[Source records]
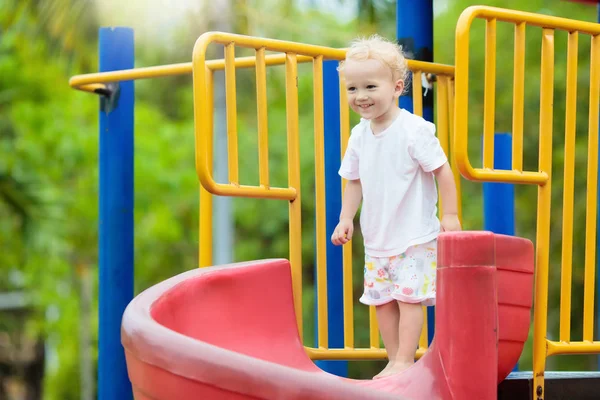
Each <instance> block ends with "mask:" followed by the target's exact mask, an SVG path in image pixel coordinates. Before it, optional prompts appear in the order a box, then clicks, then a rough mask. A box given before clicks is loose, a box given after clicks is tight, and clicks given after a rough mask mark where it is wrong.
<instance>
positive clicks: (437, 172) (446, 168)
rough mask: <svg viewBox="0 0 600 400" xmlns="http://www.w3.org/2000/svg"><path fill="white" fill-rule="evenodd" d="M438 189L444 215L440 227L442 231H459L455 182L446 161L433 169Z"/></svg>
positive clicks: (453, 174)
mask: <svg viewBox="0 0 600 400" xmlns="http://www.w3.org/2000/svg"><path fill="white" fill-rule="evenodd" d="M433 173H434V174H435V178H436V180H437V182H438V187H439V189H440V196H441V198H442V199H441V200H442V206H443V208H444V210H443V211H444V216H443V217H442V221H441V224H442V229H443V230H444V231H460V230H461V227H460V221H459V220H458V205H457V199H456V183H455V182H454V174H453V173H452V168H450V164H448V163H447V162H446V163H444V165H442V166H441V167H439V168H438V169H436V170H435V171H433Z"/></svg>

#### WORK ORDER
An exact copy of the lines above, from the one containing "positive clicks: (437, 172) (446, 168)" through the one containing "rough mask: <svg", is the whole of the answer.

#### WRITTEN SOLUTION
positive clicks: (437, 172) (446, 168)
rough mask: <svg viewBox="0 0 600 400" xmlns="http://www.w3.org/2000/svg"><path fill="white" fill-rule="evenodd" d="M438 189L444 215L440 227L442 231H459L455 182L446 161L433 169Z"/></svg>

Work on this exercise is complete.